• **Stated problem**:
Find "Put one marker on each instance of the machine" in the data, then restate the line it sits in and every later line word for word, ending with the last line.

+ + +

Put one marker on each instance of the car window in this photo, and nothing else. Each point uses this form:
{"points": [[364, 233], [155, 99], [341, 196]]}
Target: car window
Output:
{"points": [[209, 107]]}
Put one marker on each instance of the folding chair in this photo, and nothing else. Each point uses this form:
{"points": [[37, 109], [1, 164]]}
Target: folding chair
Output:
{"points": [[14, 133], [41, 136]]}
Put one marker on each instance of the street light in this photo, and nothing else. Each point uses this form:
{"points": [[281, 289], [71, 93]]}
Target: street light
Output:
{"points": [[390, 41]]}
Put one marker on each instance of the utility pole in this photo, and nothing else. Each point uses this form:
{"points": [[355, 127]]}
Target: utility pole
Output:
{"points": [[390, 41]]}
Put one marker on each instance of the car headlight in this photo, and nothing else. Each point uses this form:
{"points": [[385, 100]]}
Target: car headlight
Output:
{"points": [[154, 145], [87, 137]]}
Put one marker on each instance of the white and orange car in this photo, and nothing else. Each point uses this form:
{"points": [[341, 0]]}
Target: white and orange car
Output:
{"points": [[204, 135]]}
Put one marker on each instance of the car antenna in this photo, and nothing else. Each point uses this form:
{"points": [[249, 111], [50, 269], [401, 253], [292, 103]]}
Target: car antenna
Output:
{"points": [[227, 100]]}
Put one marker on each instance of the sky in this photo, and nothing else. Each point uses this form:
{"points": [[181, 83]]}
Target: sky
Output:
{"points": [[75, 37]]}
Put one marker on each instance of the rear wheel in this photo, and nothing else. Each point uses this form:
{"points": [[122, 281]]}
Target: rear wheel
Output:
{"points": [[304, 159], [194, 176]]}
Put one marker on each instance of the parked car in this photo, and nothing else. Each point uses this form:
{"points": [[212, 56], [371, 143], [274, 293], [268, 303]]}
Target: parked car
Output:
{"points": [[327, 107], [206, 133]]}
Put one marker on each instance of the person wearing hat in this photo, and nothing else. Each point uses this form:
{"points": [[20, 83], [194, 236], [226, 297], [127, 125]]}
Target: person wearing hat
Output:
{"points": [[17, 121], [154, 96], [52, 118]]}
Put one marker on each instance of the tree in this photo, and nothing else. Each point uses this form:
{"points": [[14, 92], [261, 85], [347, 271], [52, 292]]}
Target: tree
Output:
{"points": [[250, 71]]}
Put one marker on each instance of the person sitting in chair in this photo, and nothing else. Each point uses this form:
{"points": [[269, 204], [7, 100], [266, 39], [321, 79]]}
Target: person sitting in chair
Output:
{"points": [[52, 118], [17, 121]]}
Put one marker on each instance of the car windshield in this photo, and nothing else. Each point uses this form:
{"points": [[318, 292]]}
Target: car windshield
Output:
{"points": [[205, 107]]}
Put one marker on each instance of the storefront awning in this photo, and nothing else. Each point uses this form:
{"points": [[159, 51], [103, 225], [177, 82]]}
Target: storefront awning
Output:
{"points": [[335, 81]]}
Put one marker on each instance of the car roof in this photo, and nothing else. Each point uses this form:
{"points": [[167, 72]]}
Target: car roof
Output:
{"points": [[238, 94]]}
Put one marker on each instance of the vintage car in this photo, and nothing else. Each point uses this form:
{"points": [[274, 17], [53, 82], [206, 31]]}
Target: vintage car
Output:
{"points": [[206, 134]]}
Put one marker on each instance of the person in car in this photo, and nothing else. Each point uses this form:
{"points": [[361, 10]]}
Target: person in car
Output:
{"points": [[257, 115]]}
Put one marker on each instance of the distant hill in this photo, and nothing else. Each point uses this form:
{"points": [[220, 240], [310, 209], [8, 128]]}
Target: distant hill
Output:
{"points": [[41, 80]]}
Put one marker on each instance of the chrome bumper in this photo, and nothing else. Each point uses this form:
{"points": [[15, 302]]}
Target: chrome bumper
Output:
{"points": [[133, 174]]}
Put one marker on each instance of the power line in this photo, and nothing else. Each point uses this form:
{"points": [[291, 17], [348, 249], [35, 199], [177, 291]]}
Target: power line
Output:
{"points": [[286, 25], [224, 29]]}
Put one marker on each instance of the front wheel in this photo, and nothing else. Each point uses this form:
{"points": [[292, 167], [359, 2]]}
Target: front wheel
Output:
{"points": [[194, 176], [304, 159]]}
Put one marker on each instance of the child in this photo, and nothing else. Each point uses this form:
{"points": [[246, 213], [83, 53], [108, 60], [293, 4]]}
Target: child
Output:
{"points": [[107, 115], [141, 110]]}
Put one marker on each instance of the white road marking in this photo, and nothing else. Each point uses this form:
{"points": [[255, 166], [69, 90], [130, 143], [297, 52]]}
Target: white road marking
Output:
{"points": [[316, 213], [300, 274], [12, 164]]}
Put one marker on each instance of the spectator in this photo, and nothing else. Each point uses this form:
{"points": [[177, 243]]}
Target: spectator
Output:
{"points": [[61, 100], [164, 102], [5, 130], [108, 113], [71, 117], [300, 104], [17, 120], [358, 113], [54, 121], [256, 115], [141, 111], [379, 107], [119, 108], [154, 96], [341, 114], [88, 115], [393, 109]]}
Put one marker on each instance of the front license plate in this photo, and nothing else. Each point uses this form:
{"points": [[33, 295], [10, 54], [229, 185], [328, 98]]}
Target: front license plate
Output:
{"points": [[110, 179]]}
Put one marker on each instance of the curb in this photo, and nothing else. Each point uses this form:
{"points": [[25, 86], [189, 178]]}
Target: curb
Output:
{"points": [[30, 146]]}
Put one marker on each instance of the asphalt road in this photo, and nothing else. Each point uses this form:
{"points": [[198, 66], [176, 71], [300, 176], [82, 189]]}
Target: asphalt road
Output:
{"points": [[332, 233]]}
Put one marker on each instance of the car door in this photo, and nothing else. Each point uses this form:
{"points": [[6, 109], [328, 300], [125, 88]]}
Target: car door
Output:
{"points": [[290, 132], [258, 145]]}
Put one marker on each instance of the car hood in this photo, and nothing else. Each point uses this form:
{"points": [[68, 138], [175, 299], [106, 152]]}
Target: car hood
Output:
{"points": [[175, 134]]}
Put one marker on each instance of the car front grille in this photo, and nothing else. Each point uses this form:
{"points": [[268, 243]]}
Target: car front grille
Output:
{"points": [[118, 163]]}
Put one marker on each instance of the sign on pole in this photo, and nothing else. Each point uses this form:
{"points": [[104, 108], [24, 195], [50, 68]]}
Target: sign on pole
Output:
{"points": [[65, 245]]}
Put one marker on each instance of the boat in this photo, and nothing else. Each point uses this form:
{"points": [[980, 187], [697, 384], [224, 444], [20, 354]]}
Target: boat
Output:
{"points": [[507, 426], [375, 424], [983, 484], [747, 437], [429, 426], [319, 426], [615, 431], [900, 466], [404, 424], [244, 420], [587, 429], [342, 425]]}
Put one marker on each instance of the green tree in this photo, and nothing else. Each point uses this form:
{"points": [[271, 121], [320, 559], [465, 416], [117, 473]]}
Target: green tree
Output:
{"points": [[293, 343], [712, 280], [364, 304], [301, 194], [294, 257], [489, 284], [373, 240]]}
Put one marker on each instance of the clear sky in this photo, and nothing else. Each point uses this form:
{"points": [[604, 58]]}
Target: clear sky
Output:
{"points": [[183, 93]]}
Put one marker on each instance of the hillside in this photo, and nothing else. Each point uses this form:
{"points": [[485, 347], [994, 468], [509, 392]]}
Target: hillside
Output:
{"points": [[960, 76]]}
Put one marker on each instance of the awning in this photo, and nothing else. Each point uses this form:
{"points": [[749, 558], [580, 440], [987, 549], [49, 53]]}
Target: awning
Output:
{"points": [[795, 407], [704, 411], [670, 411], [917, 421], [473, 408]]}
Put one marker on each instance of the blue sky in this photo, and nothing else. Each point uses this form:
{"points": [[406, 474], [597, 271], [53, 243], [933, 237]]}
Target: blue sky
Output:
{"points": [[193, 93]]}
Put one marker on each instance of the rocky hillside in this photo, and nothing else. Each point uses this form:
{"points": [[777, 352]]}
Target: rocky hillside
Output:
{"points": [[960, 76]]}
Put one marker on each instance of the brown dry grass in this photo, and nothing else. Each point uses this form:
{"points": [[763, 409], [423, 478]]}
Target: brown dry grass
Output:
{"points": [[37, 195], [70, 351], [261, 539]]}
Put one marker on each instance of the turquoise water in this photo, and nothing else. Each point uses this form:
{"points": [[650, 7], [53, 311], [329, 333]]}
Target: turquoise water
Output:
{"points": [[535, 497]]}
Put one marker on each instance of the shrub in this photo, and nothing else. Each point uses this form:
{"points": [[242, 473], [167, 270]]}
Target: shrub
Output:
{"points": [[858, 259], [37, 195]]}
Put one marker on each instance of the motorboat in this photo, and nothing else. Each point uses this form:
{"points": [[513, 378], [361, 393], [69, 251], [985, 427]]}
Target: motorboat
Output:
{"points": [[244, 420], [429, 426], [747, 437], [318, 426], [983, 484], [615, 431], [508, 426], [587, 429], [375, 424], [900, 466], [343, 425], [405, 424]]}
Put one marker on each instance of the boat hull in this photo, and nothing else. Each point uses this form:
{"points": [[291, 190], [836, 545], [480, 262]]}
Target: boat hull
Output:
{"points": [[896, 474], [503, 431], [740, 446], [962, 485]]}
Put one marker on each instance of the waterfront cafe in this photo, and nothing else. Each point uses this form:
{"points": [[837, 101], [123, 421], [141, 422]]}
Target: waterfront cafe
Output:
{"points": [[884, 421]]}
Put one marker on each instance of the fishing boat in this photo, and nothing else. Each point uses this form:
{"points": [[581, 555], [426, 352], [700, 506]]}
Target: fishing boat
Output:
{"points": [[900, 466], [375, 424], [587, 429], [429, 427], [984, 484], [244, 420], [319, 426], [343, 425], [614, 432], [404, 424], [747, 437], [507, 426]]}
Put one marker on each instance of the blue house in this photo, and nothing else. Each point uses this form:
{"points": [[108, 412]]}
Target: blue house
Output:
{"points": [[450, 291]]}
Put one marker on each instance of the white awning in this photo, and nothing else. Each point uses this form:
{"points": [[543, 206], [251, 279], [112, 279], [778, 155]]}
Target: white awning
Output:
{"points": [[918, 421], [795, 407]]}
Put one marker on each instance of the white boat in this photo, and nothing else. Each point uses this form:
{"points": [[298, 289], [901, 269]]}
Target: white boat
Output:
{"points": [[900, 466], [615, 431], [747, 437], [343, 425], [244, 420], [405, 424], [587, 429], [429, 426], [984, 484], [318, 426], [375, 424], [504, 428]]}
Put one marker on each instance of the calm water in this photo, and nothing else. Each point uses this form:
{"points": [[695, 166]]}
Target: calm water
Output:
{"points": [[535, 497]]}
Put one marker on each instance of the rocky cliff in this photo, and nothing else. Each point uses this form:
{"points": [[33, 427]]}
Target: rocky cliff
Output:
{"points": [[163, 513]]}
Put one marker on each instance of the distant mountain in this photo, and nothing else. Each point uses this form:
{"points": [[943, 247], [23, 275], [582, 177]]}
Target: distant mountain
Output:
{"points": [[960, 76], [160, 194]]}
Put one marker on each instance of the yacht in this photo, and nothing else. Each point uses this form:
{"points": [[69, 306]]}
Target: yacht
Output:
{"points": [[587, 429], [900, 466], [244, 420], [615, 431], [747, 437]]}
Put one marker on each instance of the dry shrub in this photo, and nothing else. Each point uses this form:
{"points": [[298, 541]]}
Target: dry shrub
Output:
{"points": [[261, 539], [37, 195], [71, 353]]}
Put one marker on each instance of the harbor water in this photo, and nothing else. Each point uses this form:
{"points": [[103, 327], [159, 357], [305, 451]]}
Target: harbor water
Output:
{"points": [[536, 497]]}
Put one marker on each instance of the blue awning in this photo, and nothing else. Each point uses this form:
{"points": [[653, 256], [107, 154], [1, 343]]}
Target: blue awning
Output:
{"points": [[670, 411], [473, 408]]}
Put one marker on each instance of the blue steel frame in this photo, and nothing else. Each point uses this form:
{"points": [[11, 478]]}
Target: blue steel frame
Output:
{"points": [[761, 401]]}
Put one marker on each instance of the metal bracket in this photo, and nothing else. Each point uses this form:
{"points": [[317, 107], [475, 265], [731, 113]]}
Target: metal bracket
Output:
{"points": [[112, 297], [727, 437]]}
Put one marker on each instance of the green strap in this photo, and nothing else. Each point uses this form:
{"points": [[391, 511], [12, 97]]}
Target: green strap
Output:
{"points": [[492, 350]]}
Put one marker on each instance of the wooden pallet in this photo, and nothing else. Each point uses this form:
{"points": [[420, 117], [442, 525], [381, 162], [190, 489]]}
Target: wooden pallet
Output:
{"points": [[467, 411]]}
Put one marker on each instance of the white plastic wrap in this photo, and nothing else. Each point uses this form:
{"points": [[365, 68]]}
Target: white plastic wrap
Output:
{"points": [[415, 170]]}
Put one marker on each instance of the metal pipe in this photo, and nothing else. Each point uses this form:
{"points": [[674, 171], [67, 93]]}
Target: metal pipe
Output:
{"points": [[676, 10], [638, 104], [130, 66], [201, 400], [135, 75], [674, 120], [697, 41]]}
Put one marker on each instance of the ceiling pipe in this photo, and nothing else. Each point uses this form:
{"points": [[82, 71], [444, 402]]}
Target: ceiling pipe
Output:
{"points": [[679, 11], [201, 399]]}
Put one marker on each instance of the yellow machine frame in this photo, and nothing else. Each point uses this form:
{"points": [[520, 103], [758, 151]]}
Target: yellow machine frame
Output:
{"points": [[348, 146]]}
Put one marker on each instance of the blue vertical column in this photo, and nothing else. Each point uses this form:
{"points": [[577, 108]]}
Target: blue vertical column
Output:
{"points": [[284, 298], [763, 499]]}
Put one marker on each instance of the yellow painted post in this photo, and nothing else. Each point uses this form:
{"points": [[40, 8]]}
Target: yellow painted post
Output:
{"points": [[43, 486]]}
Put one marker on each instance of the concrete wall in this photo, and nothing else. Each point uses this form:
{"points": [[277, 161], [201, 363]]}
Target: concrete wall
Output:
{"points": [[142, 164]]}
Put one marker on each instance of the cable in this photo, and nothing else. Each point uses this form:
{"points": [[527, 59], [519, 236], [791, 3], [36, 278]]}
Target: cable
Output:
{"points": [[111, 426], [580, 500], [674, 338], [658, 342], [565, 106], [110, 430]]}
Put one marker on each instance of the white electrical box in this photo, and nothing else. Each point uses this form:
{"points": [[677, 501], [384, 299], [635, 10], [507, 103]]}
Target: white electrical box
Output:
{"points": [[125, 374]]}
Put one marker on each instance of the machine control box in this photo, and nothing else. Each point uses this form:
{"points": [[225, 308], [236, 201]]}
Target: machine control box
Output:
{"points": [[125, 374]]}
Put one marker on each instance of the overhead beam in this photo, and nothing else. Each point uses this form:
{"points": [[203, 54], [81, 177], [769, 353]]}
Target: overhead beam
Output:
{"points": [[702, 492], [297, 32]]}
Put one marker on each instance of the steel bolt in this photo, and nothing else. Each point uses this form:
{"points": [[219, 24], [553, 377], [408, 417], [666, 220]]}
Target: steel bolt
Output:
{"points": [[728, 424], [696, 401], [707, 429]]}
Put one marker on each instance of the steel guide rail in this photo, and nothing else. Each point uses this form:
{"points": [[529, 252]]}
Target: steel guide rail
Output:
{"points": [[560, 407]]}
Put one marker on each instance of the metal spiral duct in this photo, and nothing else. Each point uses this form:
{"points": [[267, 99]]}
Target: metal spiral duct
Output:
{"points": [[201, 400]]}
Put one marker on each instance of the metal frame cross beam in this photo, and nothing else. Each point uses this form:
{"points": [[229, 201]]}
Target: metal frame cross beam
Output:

+ + +

• **Problem solution**:
Put one marker on each instance of the machine control box in this photo, and nothing else. Each point uses this form:
{"points": [[225, 308], [236, 201]]}
Target: machine control box
Output:
{"points": [[125, 374]]}
Put one marker on each instance of the overhead beam in this photo, and nothing else. Each point uses this form:
{"points": [[203, 54], [81, 177], [769, 353]]}
Target: overhead beam
Output:
{"points": [[702, 492], [297, 32]]}
Put one marker on each instance of the steel bolt in this photo, and nothing else. Each point uses this form:
{"points": [[219, 24], [553, 377], [408, 417], [666, 220]]}
Target: steel bolt
Output:
{"points": [[728, 424], [696, 401], [707, 429]]}
Put one marker on each instance of the steel guide rail in this photo, and nothing else. Each point uses this form:
{"points": [[529, 252]]}
Target: steel guide rail
Output:
{"points": [[560, 407]]}
Put one marker on each instance of the metal spiral duct in this photo, and nothing else. Each point uses this form:
{"points": [[267, 99]]}
Target: metal spiral duct
Output:
{"points": [[201, 400]]}
Put one marker on each instance of the metal frame cross beam in this photo, and nothing else. Each point uses this form:
{"points": [[229, 201]]}
Target: metal frame cross beam
Output:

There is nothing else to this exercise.